EXERCISES:
#1 Please list the usernames of everyone who posted in the jerky recipe thread.
#2 Swap "smoker" for "dehydrator" and write out part of the jerky recipe thread again. Begin at the words "## pa42phigh (Nov" and stop after "jjpiv33 (Nov 10, 2020)".

PASSAGE:
━━━━━━━━━━

# Name your Fav Jerky Recipes



## jjpiv33 (Nov 9, 2020)

OK. I am starting to prep for my annual AL hunting trip. Ill be making 10#s whole muscle venison jerky, and my first go round at ground venison jerky also 10#s.  Please tell me some of your fav recipes, or good old stand-byes.  I need to come with the good stuff!!

-JP


----------



## Aledavidov (Nov 9, 2020)

Following, I screwed last week on my first jerky 
Hope will learn something from pros


----------



## pa42phigh (Nov 10, 2020)

For ground meat jerky I like this https://www.jerkyholic.com/midwest-ground-beef-jerky/
And this is mine for whole meat plus the proper amount of cure#1 and hit with black pepper before going in the smoker.


----------



## jjpiv33 (Nov 10, 2020)

pa42phigh said:


> For ground meat jerky I like this https://www.jerkyholic.com/midwest-ground-beef-jerky/
> And this is mine for whole meat plus the proper amount of cure#1 and hit with black pepper before going in the smoker.

━━━━━━━━━━

DATA LISTING:
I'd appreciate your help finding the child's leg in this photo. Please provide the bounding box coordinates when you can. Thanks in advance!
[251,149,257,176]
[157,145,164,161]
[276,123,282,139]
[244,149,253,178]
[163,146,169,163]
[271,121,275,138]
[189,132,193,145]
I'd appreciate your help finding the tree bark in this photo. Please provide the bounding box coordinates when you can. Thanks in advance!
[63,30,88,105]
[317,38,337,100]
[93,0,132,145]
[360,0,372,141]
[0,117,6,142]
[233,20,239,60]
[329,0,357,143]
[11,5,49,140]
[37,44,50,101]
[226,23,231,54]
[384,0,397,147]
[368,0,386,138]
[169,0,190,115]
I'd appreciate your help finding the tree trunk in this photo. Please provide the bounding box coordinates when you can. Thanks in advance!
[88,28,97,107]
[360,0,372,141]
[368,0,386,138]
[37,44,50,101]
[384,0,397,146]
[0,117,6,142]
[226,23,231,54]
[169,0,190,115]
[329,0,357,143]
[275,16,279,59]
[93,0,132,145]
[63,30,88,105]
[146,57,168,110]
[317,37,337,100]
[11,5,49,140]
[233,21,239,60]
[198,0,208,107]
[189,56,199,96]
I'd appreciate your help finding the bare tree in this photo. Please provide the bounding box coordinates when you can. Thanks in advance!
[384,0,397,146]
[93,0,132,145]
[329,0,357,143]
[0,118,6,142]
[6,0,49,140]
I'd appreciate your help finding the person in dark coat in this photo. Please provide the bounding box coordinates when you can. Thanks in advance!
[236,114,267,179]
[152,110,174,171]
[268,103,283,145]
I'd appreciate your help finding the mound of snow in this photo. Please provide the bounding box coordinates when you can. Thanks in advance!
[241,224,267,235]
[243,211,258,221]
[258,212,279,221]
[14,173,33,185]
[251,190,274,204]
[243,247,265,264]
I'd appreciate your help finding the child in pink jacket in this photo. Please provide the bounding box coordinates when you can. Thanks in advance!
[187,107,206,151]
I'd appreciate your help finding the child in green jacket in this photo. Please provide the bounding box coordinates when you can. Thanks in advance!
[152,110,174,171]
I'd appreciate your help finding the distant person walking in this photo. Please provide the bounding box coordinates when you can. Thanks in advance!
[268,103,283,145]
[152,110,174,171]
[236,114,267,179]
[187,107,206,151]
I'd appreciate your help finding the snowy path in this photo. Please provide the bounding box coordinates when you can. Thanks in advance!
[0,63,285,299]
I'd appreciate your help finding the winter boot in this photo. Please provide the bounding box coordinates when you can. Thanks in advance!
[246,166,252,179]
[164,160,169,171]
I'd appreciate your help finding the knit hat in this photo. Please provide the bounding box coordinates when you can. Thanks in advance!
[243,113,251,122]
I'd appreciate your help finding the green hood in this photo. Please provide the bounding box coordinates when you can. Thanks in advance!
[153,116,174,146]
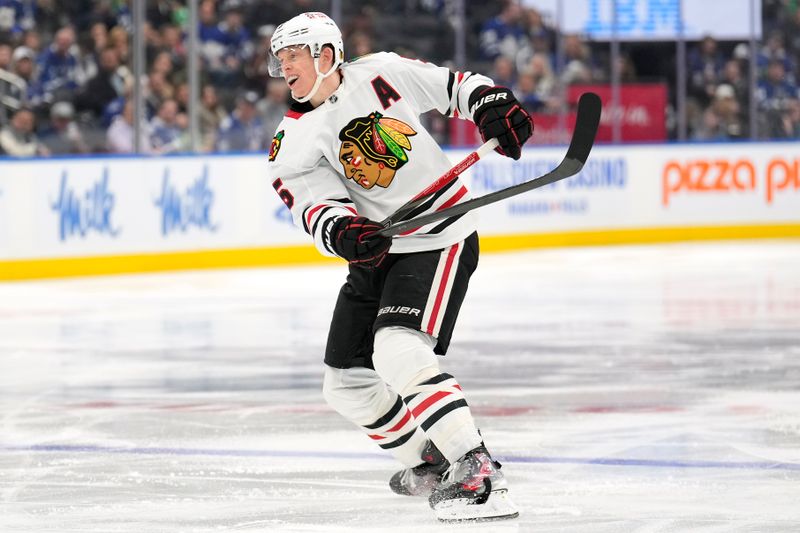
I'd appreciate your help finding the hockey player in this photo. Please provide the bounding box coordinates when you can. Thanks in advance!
[268,13,533,520]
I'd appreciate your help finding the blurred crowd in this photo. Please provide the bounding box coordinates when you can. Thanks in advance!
[0,0,800,156]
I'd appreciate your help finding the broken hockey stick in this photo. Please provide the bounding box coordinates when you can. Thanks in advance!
[381,139,500,228]
[378,93,602,237]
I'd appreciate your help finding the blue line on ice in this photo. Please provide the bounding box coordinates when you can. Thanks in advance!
[0,444,800,471]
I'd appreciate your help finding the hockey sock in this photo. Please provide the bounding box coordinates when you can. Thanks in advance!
[323,367,428,467]
[372,327,481,463]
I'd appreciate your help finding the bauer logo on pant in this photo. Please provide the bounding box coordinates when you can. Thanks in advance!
[378,305,420,316]
[339,111,417,189]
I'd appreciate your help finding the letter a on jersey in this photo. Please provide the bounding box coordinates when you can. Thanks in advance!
[339,111,417,189]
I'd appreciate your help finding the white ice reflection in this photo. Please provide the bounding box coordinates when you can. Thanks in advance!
[0,241,800,533]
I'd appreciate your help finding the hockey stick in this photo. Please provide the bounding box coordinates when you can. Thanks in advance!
[378,93,602,237]
[381,139,500,228]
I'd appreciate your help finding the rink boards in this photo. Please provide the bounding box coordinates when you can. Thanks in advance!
[0,143,800,280]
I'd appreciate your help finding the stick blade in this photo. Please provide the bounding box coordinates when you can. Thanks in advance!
[565,93,603,165]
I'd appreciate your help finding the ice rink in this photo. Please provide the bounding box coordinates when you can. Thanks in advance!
[0,240,800,533]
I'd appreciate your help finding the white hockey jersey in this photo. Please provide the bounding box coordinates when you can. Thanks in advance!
[267,52,494,255]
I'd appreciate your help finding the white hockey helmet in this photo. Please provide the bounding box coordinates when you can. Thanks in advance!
[269,11,344,78]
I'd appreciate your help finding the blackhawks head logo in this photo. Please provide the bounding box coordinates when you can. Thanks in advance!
[269,130,284,161]
[339,111,417,189]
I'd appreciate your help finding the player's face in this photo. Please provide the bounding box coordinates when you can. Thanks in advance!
[276,46,317,98]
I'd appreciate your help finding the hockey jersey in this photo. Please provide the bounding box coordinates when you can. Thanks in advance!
[267,52,494,256]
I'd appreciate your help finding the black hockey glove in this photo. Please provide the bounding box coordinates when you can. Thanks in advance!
[331,216,392,268]
[469,86,533,159]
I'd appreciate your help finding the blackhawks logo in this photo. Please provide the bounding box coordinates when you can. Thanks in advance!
[269,130,284,161]
[338,111,417,189]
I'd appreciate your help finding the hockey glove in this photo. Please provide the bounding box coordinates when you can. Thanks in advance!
[469,86,533,159]
[331,216,392,268]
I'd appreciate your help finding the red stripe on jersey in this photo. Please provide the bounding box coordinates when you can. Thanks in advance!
[306,204,326,231]
[436,185,467,211]
[422,244,458,332]
[386,409,411,433]
[412,391,452,417]
[453,72,464,118]
[306,204,358,229]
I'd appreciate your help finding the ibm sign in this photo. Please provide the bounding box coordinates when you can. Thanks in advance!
[523,0,761,41]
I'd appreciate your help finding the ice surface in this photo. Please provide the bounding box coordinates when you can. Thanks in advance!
[0,240,800,533]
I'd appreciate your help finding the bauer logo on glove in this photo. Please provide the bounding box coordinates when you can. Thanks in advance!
[469,86,533,159]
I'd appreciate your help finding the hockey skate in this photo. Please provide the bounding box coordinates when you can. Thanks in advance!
[389,441,450,498]
[428,446,519,522]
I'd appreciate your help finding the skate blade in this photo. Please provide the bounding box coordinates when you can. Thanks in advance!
[433,489,519,522]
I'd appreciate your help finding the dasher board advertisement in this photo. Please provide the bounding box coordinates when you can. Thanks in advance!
[523,0,761,41]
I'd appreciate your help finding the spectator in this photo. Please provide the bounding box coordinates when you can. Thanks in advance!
[561,34,594,85]
[0,107,50,157]
[756,31,796,83]
[0,0,34,36]
[145,71,175,118]
[774,99,800,139]
[217,91,267,152]
[33,27,78,103]
[489,56,517,87]
[89,22,111,57]
[722,59,750,109]
[41,102,89,154]
[106,100,152,154]
[216,0,253,86]
[161,24,187,70]
[514,70,544,113]
[108,26,131,65]
[11,46,36,91]
[257,78,289,138]
[480,0,528,61]
[244,24,275,88]
[0,43,13,71]
[530,52,558,105]
[686,35,725,107]
[783,8,800,58]
[150,52,174,80]
[694,84,746,141]
[76,47,126,118]
[345,31,375,58]
[200,85,228,152]
[756,59,800,110]
[150,99,186,154]
[22,30,42,55]
[150,99,185,154]
[198,0,225,76]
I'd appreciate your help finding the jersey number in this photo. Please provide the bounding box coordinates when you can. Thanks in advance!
[372,76,400,109]
[272,178,294,209]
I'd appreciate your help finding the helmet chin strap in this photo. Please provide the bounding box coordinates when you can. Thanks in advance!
[292,57,336,104]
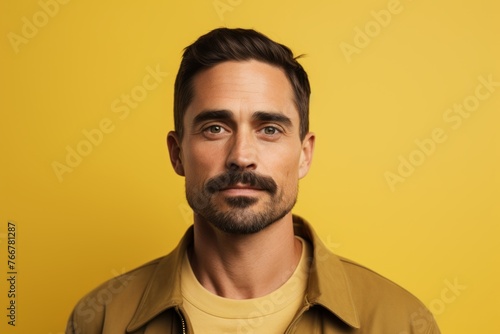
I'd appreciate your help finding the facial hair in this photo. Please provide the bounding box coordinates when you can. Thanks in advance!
[186,170,298,234]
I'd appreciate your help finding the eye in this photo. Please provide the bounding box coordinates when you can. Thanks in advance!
[263,126,280,136]
[205,125,222,133]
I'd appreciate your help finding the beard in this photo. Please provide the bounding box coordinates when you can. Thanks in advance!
[186,170,298,234]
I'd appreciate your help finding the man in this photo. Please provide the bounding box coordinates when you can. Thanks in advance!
[67,28,439,334]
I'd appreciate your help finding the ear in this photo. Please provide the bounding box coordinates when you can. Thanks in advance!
[167,131,184,176]
[299,132,316,179]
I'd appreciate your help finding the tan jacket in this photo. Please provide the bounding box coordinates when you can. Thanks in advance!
[66,216,440,334]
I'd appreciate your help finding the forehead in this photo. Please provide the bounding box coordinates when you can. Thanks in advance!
[186,60,298,119]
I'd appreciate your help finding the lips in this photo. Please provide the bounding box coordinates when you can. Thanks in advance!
[205,170,277,194]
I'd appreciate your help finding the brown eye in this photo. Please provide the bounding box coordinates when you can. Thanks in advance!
[264,126,278,135]
[207,125,222,133]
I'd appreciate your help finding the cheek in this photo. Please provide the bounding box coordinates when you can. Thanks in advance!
[183,145,221,181]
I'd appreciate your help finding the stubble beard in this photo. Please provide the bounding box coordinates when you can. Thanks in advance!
[186,172,298,234]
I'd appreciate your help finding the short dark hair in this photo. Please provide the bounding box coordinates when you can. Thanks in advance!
[174,28,311,140]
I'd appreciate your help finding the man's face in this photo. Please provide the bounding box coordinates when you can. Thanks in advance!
[168,60,314,234]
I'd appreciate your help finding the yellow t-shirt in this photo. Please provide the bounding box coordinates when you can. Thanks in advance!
[181,237,311,334]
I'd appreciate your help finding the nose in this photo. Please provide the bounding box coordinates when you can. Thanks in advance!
[226,131,257,170]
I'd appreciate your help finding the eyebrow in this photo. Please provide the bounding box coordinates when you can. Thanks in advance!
[252,111,292,127]
[193,109,233,126]
[193,109,292,127]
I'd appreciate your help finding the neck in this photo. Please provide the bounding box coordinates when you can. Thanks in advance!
[189,213,302,299]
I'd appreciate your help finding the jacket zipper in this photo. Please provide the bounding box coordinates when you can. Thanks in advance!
[175,307,187,334]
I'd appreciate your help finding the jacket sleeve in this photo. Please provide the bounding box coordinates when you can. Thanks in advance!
[66,299,104,334]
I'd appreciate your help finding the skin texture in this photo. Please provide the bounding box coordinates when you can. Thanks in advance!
[167,60,314,299]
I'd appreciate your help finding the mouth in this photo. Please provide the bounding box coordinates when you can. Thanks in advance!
[220,184,264,196]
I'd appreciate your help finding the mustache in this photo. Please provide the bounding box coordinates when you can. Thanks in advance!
[205,170,278,195]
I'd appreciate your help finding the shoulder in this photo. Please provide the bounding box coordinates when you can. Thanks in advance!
[339,257,439,333]
[67,257,165,334]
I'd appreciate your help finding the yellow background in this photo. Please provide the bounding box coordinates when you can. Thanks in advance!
[0,0,500,334]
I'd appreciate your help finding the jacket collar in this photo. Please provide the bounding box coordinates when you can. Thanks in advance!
[127,215,359,332]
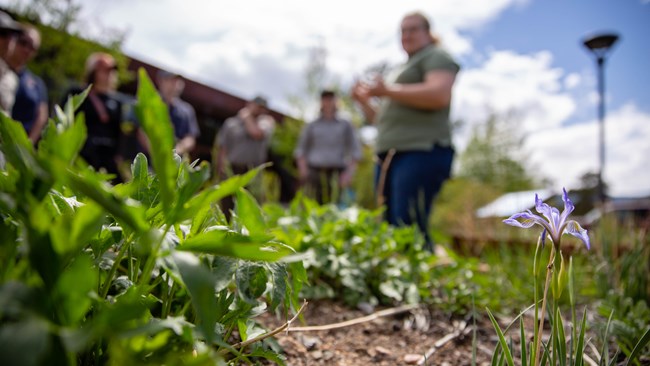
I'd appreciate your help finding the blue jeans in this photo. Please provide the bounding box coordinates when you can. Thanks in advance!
[375,146,454,251]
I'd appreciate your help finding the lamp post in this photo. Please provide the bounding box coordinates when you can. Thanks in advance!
[582,33,618,205]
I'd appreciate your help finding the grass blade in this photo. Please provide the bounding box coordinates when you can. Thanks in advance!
[487,309,515,366]
[625,328,650,366]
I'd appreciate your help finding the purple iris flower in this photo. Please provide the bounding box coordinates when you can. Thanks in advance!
[503,188,591,249]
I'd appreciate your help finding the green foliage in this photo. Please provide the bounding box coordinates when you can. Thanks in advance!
[0,68,305,365]
[265,196,516,314]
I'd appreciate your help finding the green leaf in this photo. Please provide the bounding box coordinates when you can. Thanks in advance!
[131,153,149,202]
[169,163,210,223]
[0,113,34,164]
[575,307,587,366]
[212,256,237,292]
[268,263,289,311]
[178,165,266,226]
[53,255,99,326]
[553,306,567,366]
[0,318,51,366]
[172,252,217,343]
[38,114,87,169]
[237,188,266,238]
[487,309,515,366]
[177,228,293,261]
[235,262,268,304]
[68,171,149,233]
[135,68,178,217]
[519,317,528,366]
[625,328,650,366]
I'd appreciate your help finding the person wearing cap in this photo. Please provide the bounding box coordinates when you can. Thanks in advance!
[156,70,200,155]
[352,12,460,251]
[61,52,124,183]
[0,10,22,114]
[8,24,48,144]
[216,96,275,217]
[217,96,275,174]
[294,90,361,204]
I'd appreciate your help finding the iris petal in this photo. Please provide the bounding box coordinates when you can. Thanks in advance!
[503,211,548,229]
[564,220,591,250]
[558,188,575,223]
[535,194,560,230]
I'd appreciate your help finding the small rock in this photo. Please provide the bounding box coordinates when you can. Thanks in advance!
[375,346,393,356]
[357,302,375,315]
[300,336,321,351]
[404,353,424,365]
[323,351,334,361]
[309,350,323,360]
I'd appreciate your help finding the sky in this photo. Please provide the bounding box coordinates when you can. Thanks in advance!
[0,0,650,197]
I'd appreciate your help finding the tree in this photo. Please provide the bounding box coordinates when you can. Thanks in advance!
[458,112,540,192]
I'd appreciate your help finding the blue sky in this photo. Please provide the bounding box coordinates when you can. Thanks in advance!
[0,0,650,196]
[470,0,650,121]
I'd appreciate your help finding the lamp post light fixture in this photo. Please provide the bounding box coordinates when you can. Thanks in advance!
[582,33,619,205]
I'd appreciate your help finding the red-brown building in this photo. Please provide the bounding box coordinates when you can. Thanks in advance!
[120,57,285,161]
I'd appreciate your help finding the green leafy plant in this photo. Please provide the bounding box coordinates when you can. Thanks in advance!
[0,70,304,365]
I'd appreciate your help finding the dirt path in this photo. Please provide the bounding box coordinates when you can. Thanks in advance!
[262,302,496,366]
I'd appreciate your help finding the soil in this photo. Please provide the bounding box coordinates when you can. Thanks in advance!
[261,301,497,366]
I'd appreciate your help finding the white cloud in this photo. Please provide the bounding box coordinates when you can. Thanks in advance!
[60,0,526,110]
[454,51,575,143]
[529,104,650,196]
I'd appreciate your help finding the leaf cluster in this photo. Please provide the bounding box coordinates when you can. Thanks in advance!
[0,70,304,365]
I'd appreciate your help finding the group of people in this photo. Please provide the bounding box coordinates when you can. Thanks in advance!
[0,12,460,250]
[219,12,460,251]
[0,11,48,143]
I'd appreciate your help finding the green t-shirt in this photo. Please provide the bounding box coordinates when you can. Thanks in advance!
[377,45,460,153]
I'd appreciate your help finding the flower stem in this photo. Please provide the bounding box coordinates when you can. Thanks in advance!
[535,245,555,366]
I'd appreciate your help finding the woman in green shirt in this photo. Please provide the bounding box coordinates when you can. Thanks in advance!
[352,12,460,251]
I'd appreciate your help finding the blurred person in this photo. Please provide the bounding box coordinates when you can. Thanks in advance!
[216,96,275,217]
[62,52,124,183]
[8,24,48,144]
[156,70,200,155]
[294,90,361,204]
[352,12,460,251]
[0,10,22,114]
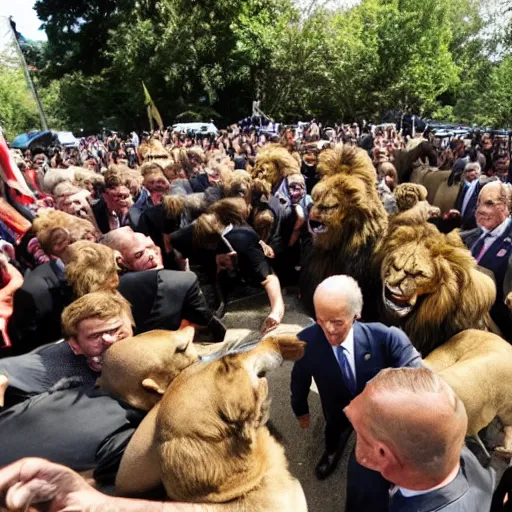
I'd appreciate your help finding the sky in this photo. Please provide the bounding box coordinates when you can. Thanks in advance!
[0,0,46,40]
[0,0,510,40]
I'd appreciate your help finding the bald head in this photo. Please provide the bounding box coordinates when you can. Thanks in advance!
[345,368,468,488]
[475,181,511,231]
[313,275,363,317]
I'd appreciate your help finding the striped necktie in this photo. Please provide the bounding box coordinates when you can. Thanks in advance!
[336,345,357,396]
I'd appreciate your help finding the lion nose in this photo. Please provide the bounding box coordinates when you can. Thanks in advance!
[309,206,320,221]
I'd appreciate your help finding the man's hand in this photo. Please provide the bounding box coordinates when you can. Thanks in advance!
[260,240,276,259]
[297,414,311,428]
[261,312,284,334]
[0,458,106,512]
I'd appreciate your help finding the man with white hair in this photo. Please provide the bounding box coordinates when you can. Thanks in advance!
[460,181,512,341]
[291,275,422,480]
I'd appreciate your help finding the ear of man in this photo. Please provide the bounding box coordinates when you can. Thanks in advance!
[67,336,84,356]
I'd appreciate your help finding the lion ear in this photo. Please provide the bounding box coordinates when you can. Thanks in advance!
[445,229,465,247]
[142,378,165,395]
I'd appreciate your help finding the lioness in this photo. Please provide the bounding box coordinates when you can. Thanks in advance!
[116,336,307,512]
[97,327,198,411]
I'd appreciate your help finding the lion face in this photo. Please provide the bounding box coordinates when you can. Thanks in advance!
[382,242,440,318]
[309,180,347,247]
[156,335,305,502]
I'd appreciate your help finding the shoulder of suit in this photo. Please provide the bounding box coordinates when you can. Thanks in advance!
[357,322,408,339]
[157,268,198,287]
[297,322,323,342]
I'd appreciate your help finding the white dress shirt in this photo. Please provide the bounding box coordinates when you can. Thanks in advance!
[475,217,510,259]
[332,326,357,383]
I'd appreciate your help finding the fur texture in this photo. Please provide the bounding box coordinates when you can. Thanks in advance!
[301,144,388,320]
[393,183,428,212]
[425,329,512,458]
[116,335,307,512]
[381,219,496,356]
[252,146,300,190]
[96,327,198,411]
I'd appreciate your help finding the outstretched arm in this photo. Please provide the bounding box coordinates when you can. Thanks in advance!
[0,458,234,512]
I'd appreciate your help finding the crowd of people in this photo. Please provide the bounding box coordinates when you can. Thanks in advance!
[0,116,512,512]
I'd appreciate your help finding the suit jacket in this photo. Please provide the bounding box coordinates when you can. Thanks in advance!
[91,197,110,234]
[291,322,423,426]
[460,219,512,340]
[389,447,495,512]
[118,270,215,341]
[7,260,74,355]
[455,179,482,230]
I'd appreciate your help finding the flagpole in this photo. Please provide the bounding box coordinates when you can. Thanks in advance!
[9,16,48,131]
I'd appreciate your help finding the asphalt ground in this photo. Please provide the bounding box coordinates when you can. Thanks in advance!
[219,293,507,512]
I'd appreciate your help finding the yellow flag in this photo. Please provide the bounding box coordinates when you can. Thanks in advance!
[142,82,164,131]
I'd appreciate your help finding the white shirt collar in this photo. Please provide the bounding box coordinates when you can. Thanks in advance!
[341,326,355,357]
[332,325,357,381]
[480,217,510,238]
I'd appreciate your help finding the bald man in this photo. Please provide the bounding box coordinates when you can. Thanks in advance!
[345,368,494,512]
[291,276,423,480]
[460,181,512,342]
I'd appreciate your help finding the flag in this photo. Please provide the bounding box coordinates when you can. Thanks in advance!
[0,129,35,203]
[142,82,164,131]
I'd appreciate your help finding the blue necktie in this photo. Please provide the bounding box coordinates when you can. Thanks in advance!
[336,345,357,396]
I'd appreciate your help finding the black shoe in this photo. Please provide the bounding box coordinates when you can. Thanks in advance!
[315,449,343,480]
[315,427,352,480]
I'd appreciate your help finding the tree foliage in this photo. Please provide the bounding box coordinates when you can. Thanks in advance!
[3,0,512,136]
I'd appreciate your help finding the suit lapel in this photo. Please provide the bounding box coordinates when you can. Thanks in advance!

━━━━━━━━━━

OUTPUTS:
#1
jjpiv33
Aledavidov
pa42phigh

#2
## pa42phigh (Nov 10, 2020)

For ground meat jerky I like this https://www.jerkyholic.com/midwest-ground-beef-jerky/
And this is mine for whole meat plus the proper amount of cure#1 and hit with black pepper before going in the dehydrator.


----------



## jjpiv33 (Nov 10, 2020)